## Supplied passage
====================
From 1c9a414ae3517212da8267c5348e1d599b3ee0d4 Mon Sep 17 00:00:00 2001
From: arrdel <chindahel1@gmail.com>
Date: Fri, 5 Dec 2025 21:29:15 -0500
Subject: [PATCH] Fix meta tensor error when using bitsandbytes quantization
 with device_map

Fixes #12719

When loading transformers models with both bitsandbytes quantization
(via quantization_config) and device_map (especially 'balanced' for
multi-GPU), the combination of low_cpu_mem_usage=True and device_map
causes meta tensors to be used for memory-efficient loading. However,
bitsandbytes quantization state objects (containing code and absmax
tensors) cannot be materialized from meta device, resulting in:
'NotImplementedError: Cannot copy out of meta tensor; no data!'

This occurs because:
1. With low_cpu_mem_usage=True and device_map, transformers uses meta
   tensors as placeholders for lazy weight loading
2. During quantization, bitsandbytes creates quantization state with
   meta tensors
3. When accelerate's AlignDevicesHook tries to move parameters to
   target devices, it calls quant_state.to(device)
4. The quantization state's code/absmax tensors are still meta and
   cannot be copied/moved

The fix: Disable low_cpu_mem_usage when loading transformers models
with bitsandbytes quantization (llm_int8, fp4, nf4) and device_map.
This ensures tensors are materialized during loading, not kept as
meta placeholders, allowing quantization state to be properly moved
to target devices.

This allows users to successfully use quantization with device_map
strategies like 'balanced' or 'auto' for multi-GPU inference without
encountering meta tensor errors.
====================
## Stated goal a
Render the rows below as a numbered list without blank lines, starting at the line that contains "fish with a point in the photo above." and running through the final row.
====================
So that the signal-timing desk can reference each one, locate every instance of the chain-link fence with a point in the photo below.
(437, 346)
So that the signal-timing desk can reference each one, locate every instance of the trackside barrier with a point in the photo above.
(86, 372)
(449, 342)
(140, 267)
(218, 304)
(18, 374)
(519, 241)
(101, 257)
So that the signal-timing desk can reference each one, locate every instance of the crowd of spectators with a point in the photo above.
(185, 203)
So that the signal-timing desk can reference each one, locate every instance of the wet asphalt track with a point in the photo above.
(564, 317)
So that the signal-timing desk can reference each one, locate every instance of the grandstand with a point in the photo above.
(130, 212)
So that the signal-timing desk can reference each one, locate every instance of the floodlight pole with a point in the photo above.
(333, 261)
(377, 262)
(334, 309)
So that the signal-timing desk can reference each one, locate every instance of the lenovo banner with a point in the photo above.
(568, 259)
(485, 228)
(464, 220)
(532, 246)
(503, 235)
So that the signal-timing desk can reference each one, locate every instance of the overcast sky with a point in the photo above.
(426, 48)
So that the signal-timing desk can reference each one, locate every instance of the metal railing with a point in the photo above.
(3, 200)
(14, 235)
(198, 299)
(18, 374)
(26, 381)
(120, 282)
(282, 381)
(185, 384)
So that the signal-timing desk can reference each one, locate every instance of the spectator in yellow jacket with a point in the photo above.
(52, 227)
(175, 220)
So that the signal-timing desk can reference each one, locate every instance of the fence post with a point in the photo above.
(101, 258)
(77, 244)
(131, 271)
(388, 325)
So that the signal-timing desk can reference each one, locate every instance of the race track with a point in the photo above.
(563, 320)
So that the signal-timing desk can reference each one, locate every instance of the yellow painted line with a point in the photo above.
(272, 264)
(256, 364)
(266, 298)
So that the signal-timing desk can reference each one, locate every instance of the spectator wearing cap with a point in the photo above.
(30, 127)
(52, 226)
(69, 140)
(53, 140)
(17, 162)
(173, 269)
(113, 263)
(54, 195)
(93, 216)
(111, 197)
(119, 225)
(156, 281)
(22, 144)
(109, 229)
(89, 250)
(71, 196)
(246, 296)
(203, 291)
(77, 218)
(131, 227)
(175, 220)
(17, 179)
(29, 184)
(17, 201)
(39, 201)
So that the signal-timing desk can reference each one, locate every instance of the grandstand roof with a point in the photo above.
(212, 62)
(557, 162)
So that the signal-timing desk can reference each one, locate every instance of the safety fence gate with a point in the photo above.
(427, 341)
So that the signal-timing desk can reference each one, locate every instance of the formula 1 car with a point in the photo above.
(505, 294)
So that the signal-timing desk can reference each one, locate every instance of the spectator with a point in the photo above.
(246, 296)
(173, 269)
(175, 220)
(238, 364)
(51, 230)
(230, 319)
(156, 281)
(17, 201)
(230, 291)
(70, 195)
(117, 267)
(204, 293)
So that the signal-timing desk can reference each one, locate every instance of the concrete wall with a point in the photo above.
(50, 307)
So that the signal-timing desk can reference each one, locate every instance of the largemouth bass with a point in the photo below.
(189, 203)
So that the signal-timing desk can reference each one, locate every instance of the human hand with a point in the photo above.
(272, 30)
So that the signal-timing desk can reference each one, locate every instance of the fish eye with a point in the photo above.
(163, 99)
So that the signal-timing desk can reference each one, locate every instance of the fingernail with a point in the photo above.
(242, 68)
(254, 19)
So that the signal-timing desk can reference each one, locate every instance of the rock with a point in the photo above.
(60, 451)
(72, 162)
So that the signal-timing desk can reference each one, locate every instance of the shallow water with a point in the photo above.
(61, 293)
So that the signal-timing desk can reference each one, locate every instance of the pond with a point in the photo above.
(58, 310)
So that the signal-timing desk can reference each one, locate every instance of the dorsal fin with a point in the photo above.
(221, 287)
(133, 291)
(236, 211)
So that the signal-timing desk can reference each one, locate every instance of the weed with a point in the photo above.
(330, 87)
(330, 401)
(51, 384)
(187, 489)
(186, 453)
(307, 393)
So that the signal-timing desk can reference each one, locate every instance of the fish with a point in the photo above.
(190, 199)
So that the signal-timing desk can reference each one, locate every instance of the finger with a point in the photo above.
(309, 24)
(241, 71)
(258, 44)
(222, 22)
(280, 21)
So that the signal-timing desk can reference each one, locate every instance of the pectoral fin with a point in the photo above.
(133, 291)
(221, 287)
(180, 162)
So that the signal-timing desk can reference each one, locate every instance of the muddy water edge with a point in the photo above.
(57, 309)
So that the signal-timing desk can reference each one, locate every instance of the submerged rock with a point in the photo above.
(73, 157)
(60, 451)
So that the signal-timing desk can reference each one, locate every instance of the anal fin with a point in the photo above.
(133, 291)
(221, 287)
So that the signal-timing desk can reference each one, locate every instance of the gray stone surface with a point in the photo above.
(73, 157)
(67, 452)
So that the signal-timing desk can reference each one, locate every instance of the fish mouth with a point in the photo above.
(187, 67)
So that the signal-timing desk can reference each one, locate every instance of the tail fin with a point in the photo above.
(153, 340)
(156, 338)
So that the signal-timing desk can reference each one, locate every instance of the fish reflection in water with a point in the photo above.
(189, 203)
====================
## Stated goal b
Extract from the patch description the passage from "This allows users" to "meta tensor errors.", copying it word for word.

## Problem solution a
1. So that the signal-timing desk can reference each one, locate every instance of the fish with a point in the photo above.
2. (190, 199)
3. So that the signal-timing desk can reference each one, locate every instance of the finger with a point in the photo above.
4. (309, 24)
5. (241, 71)
6. (258, 44)
7. (222, 22)
8. (280, 21)
9. So that the signal-timing desk can reference each one, locate every instance of the pectoral fin with a point in the photo above.
10. (133, 291)
11. (221, 287)
12. (180, 162)
13. So that the signal-timing desk can reference each one, locate every instance of the muddy water edge with a point in the photo above.
14. (57, 309)
15. So that the signal-timing desk can reference each one, locate every instance of the submerged rock with a point in the photo above.
16. (73, 157)
17. (60, 451)
18. So that the signal-timing desk can reference each one, locate every instance of the anal fin with a point in the photo above.
19. (133, 291)
20. (221, 287)
21. So that the signal-timing desk can reference each one, locate every instance of the gray stone surface with a point in the photo above.
22. (73, 157)
23. (67, 452)
24. So that the signal-timing desk can reference each one, locate every instance of the fish mouth with a point in the photo above.
25. (187, 67)
26. So that the signal-timing desk can reference each one, locate every instance of the tail fin with a point in the photo above.
27. (153, 340)
28. (156, 338)
29. So that the signal-timing desk can reference each one, locate every instance of the fish reflection in water with a point in the photo above.
30. (189, 203)

## Problem solution b
This allows users to successfully use quantization with device_map
strategies like 'balanced' or 'auto' for multi-GPU inference without
encountering meta tensor errors.